Kutipan Artikel:
※ ※ ※

AS - Tiongkok Akan Bahas Ketegangan di Selat Taiwan dan Laut China Selatan

AS dan Tiongkok akan berdialog di Washington DC pada Jumat 9 November 2018, membahas soal Selat Taiwan dan Laut China Selatan.

oleh Rizki Akbar Hasan diperbarui 07 Nov 2018, 07:31 WIB
Diterbitkan 07 Nov 2018, 07:31 WIB
Bendera AS dan China berkibar berdampingan (AP/Andy Wong)
Bendera AS dan China berkibar berdampingan (AP/Andy Wong)

Liputan6.com, Washington DC - Amerika Serikat dan Tiongkok akan berdialog di Washington DC pada Jumat 9 November 2018 untuk menunjukkan kesediaan kedua belah pihak guna melanjutkan komunikasi di tengah meningkatnya ketegangan di Laut China Selatan dan Selat Taiwan.

Menteri Luar Negeri AS Mike Pompeo dan Menteri Pertahanan James Mattis akan menjamu direktur dari Kantor Luar Negeri China dan Menteri Pertahanan Nasional Wei Fenghe untuk berdialog, bersama dengan delegasi dari kedua sisi, demikian seperti dikutip dari The South China Morning Post, Rabu (7/11/2018).

※ ※ ※

Cuplikan Data:

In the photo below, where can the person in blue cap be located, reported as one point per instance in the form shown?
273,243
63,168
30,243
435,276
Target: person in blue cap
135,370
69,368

※ ※ ※

Tugas yang Diminta:
**1)** Buat ringkasan dua kalimat dari artikel tentang dialog AS dan Tiongkok.
**2)** Salin persis bagian artikel mulai dari "AS dan Tiongkok" sampai dengan "Post, Rabu (7/11/2018).".
Jawab hanya dengan berpegang pada artikel di atas.

Jawaban Tiap Tugas:
**1)** Amerika Serikat dan Tiongkok akan berdialog di Washington DC pada Jumat 9 November 2018 untuk menunjukkan kesediaan kedua pihak melanjutkan komunikasi di tengah meningkatnya ketegangan di Laut China Selatan dan Selat Taiwan. Menteri Luar Negeri AS Mike Pompeo dan Menteri Pertahanan James Mattis akan menjamu direktur Kantor Luar Negeri China dan Menteri Pertahanan Nasional Wei Fenghe, bersama delegasi dari kedua sisi.

**2)**
AS dan Tiongkok akan berdialog di Washington DC pada Jumat 9 November 2018, membahas soal Selat Taiwan dan Laut China Selatan.

oleh Rizki Akbar Hasan diperbarui 07 Nov 2018, 07:31 WIB
Diterbitkan 07 Nov 2018, 07:31 WIB
Bendera AS dan China berkibar berdampingan (AP/Andy Wong)
Bendera AS dan China berkibar berdampingan (AP/Andy Wong)

Liputan6.com, Washington DC - Amerika Serikat dan Tiongkok akan berdialog di Washington DC pada Jumat 9 November 2018 untuk menunjukkan kesediaan kedua belah pihak guna melanjutkan komunikasi di tengah meningkatnya ketegangan di Laut China Selatan dan Selat Taiwan.

Menteri Luar Negeri AS Mike Pompeo dan Menteri Pertahanan James Mattis akan menjamu direktur dari Kantor Luar Negeri China dan Menteri Pertahanan Nasional Wei Fenghe untuk berdialog, bersama dengan delegasi dari kedua sisi, demikian seperti dikutip dari The South China Morning Post, Rabu (7/11/2018).